→ **TEXT FOR ANALYSIS**:
◇ ◇ ◇ ◇
Girls’ High advocates successfully fought cuts at the school. Now what happens?
Efforts to stop staff reductions at the 176-year-old magnet school appear to be paying off.
After a public outcry from students, parents, and alumnae, the Philadelphia School District has reversed planned teacher cuts at the Philadelphia High School for Girls.
Due to declining enrollment, Girls’ High, a 176-year-old city magnet school, had stood to lose several teachers — including those who run popular school programs, teach Advanced Placement, International Baccalaureate, science and art classes — and a climate manager.
“We were able to get things turned around,” said Deanda Wilson, parent of a Girls’ High junior and president of the school’s Parent Teacher Daughter Association. When the extensive teacher cuts were planned, Wilson and others feared the long-term viability of the school.
“Girls’ High is viable! No positions are being eliminated,” Monique Braxton, a district spokesperson, said in a statement.
But Wilson warned there’s more work to do: “It’s so easy to say, ‘Oh, they’ve got their teachers back, end of story.’
“But it’s a lot more than that.”
The backstory
The school at Broad and Olney has endured a challenging stretch: the pandemic, then unwanted attention after a student’s diploma was temporarily withheld because she danced across the stage at graduation. The school’s principal was removed soon after.
Then, Girls’ was one of a number of smaller Philadelphia magnet high schools that had significant enrollment drops — this year’s ninth-grade class was just 88 students, down from 200 the prior year — due to changes in the district’s special admissions policy. (The 2021 policy, created as a way to ensure the city’s demographics were reflected in its 39 criteria-based and citywide admissions schools, takes agency from school principals to make admissions decisions and leaves it to a lottery.)
This year, there was fear over asbestos repairs that were not well communicated with students and families. Then, a Girls’ High teacher was charged with attempting to sexually abuse a 16-year-old student. The school still lacks a permanent principal, and the Girls’ community had concerns about a lack of transparency around that process.
Saniyah Brown, the Girls’ High junior class president, took her concerns to the school board in April. Beyond the specter of losing teachers, Brown said, the school needs much more, like physical upgrades and a functioning school library.
“We deserve the effort and funding from the school district to make sure that Girls’ High stays an academically excellent school,” Brown said. “I’m fighting for this effort now because I don’t want my little sisters to struggle with the same troubles I’ve had.”
◇ ◇ ◇ ◇
Please continue the article about the reversed teacher cuts at Girls' High, picking up right after its last paragraph.

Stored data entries
◇ ◇ ◇ ◇
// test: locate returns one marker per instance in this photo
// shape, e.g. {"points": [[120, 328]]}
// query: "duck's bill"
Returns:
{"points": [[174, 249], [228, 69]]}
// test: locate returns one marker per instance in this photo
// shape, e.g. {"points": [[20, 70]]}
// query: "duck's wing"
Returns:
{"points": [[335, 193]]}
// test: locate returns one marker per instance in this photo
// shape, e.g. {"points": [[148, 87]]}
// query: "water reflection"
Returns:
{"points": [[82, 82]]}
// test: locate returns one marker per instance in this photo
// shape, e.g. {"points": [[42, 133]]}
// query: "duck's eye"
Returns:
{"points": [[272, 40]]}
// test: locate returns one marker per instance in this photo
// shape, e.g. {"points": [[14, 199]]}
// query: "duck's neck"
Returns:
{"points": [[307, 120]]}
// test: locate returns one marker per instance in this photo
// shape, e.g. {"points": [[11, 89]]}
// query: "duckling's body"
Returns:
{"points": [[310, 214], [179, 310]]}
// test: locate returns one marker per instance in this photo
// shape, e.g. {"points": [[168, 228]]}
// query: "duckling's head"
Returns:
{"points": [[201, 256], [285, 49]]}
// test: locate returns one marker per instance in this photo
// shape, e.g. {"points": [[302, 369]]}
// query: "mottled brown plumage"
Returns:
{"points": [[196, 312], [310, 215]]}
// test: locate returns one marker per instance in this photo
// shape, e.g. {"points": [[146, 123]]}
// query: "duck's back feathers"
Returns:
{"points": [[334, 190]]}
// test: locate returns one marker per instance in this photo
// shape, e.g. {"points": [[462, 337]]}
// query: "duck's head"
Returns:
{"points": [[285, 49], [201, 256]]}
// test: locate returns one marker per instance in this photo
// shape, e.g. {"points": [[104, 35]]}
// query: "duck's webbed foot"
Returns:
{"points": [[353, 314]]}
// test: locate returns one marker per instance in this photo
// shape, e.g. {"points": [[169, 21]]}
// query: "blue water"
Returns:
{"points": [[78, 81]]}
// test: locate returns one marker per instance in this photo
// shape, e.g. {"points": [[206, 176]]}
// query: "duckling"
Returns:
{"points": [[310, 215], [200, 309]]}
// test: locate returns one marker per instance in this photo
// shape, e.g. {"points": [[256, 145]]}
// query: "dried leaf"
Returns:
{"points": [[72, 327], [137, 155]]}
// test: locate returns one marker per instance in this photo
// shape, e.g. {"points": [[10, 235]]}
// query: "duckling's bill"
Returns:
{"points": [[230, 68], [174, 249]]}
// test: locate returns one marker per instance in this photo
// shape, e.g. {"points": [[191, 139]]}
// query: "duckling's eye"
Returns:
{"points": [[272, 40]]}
◇ ◇ ◇ ◇
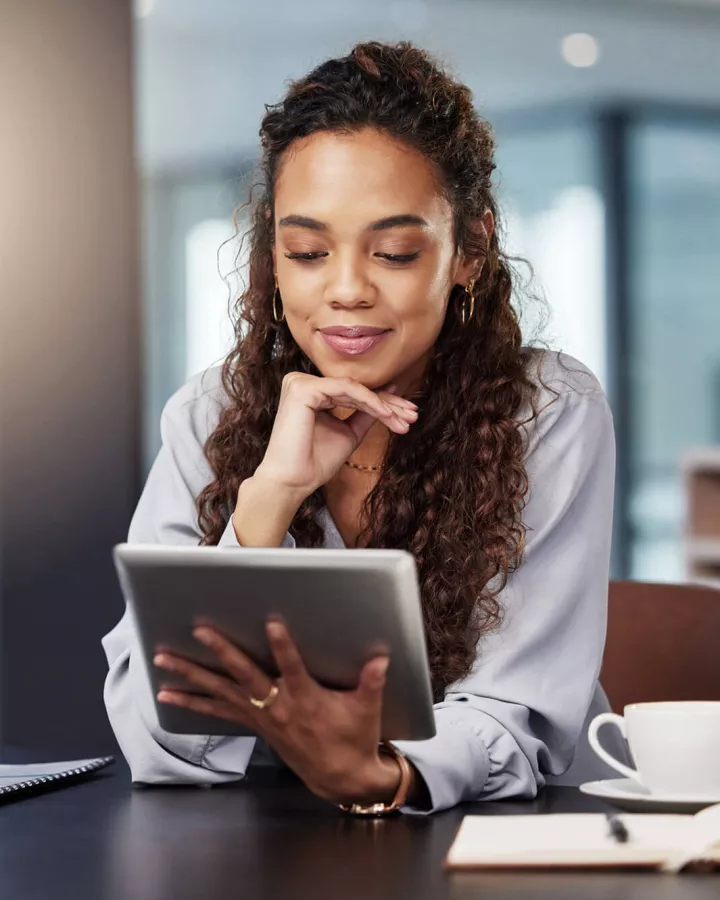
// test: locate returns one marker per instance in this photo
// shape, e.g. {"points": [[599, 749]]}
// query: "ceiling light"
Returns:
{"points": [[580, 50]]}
◇ ◇ ◇ ◇
→ **SOLVED PROBLEM**:
A City Council ally
City Councilmember Katherine Gilmore Richardson, a 2001 graduate of the school, credits the district with responding to community concerns and improving communications since the concerted push for Girls’ began — pressure that resulted in 300 alumnae, parents and students attending a recent town hall meeting to discuss how the school can move forward.
And Gilmore Richardson, who spends one day a month at the school, is pleased that the district has pledged to include community voices in the principal selection process.
But the work is ongoing, said Gilmore Richardson.
“We need to overall invest in Girls’ High, and we need three to five years to work through the challenges we know we face,” the council member said.
Gilmore Richardson has also publicly raised her continued concerns about the district’s special admissions process to Superintendent Tony B. Watlington Sr. and other district officials.
“The special admissions policy has not been helpful for Girls’ High at all,” said Gilmore Richardson. “We want the new, permanent principal to have some autonomy over the process in some kind of way.”
‘More necessary now’
Wilson, the PTDA president, was cautiously optimistic at that packed town hall, where district officials pledged help with developing a sustainability plan for Girls’, including help with outreach to market its unique strengths.
“The next step is to start to rebuild our reputation, to try to figure out how to let everyone know what Girls’ High has to offer, that we’re rebuilding,” said Wilson. “Amazing young women are graduating from this school every year, and it’s not being talked about. We’ve been neglected, frankly, and we’re fighting to get back on our feet and get the support we need and we deserve.”
But, Wilson said, it’s crucial that the work is long-term. Girls’ will need experts to help it craft the path forward, and Wilson is looking for professionals to help with the strategic work of rebuilding and shoring up the school’s foundation.
It’s never mattered more, said Wilson.
“This is a time where our citizenship, our very autonomy is being called into question — are women even full citizens in this country? Girls’ High is probably more necessary now than any time its history,” she said. “We need to have a school where women are trained to be leaders and shown where their opinions, their voices matter.”
Rowan Arthur, another Girls’ High junior who advocated for her school at the April school board meeting, agrees.
“I would love,” Arthur said, “to have more students be able to experience the joy and excitement that come with the longstanding traditions of our school.”